• [Excerpted passage]:

You’ve probably seen Freytag’s Pyramid a few dozen times. It’s overused, abused, and has led to people making some very narrow and reductive claims about what constitutes a good story. Lincoln Michel, for example, has written about the need to think more broadly about story structure, and in my own less-prominent experience he’s correct.
Besides, it’s not even a pyramid! It’s a line with a bump. Come on, people.
My second, more serious point is this: I think in teaching there’s a similar sort of diagram that I often keep in mind, and it looks like this:
This is the form that I think a lot of learning—not all!—takes. You, as a teacher, are trying to start with specific knowledge that your student has. You are then trying to get them to learn a true and correct generalization from their knowledge. And then you’d like them to apply that knowledge to new situations.
Should we name the “rising” and “falling” action in this triangle? Can’t hurt. It would look like this:
It’s maybe easiest to see this at play when it comes to definitions:
Specifics: Here is a triangle. Here is another one. This is not a triangle. But this one is.
Generalization: Now, what is a triangle?
Specifics: And since you know what a triangle is, is this a triangle?
But this pattern is also handy for understanding how students learn procedures. Students learn by generalizing from solutions (e.g. a classmate’s idea, worked examples). But it’s not enough to hear or articulate an abstraction—to be sure that you understand it, you need to apply it to a specific case.
Learning a procedure can look something like this:
Specifics: A person solves 9 + 2 by counting on 9, 10, 11.
Generalization: “Oh wait! You can always count on from the larger number by the smaller number.”
Specifics: A person tries that out on 19 + 2.

• [Tasks to perform]:
• a. Decide whether each statement below agrees with the passage on Freytag's Pyramid: (i) the passage claims Freytag's Pyramid is not actually a pyramid; (ii) the passage holds that hearing an abstraction is enough for a student to understand a procedure; (iii) in the procedure example, the person tests the generalization on 19 + 2. For each, answer yes or no and quote the words of the passage that decide it.
• b. Reproduce everything in the passage on Freytag's Pyramid from "Generalization: Now, what" down to "out on 19 + 2.".

• [Record set]:

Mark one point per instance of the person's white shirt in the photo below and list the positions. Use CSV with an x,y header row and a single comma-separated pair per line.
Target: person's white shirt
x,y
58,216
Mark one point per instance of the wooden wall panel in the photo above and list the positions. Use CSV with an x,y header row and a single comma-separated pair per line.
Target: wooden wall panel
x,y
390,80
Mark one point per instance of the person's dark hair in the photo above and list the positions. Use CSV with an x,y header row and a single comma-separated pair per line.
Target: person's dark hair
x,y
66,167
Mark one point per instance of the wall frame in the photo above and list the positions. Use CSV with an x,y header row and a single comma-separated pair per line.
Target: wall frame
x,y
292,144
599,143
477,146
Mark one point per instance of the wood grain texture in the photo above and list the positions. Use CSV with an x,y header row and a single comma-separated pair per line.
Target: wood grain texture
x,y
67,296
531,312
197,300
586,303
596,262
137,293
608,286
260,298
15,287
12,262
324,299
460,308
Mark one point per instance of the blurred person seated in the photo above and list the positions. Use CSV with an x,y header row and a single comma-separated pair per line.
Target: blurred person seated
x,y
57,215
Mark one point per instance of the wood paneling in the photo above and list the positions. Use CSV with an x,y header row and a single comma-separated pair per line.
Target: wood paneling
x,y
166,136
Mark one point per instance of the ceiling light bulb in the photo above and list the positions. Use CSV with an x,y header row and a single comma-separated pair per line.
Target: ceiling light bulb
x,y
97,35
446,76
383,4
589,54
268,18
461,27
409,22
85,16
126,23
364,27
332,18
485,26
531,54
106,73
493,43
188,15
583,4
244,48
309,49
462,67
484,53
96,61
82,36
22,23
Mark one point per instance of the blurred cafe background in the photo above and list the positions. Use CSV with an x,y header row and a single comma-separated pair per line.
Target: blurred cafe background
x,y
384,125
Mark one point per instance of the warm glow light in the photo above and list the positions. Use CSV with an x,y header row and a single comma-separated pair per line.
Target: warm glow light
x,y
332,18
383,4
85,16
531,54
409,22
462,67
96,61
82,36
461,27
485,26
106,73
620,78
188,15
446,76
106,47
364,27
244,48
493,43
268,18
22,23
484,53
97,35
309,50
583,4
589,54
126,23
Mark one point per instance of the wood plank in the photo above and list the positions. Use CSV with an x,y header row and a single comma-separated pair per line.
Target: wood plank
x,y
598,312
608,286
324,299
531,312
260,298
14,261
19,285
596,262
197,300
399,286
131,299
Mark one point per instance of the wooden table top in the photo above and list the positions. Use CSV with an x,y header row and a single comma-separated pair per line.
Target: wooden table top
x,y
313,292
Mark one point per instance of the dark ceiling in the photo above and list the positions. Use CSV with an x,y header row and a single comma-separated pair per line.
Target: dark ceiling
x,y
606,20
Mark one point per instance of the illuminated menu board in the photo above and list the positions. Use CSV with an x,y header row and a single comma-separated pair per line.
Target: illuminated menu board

• [Replies]:
• a.
(i) Yes: "Besides, it’s not even a pyramid!"
(ii) No: "But it’s not enough to hear or articulate an abstraction—to be sure that you understand it, you need to apply it to a specific case."
(iii) Yes: "A person tries that out on 19 + 2."

• b.
Generalization: Now, what is a triangle?
Specifics: And since you know what a triangle is, is this a triangle?
But this pattern is also handy for understanding how students learn procedures. Students learn by generalizing from solutions (e.g. a classmate’s idea, worked examples). But it’s not enough to hear or articulate an abstraction—to be sure that you understand it, you need to apply it to a specific case.
Learning a procedure can look something like this:
Specifics: A person solves 9 + 2 by counting on 9, 10, 11.
Generalization: “Oh wait! You can always count on from the larger number by the smaller number.”
Specifics: A person tries that out on 19 + 2.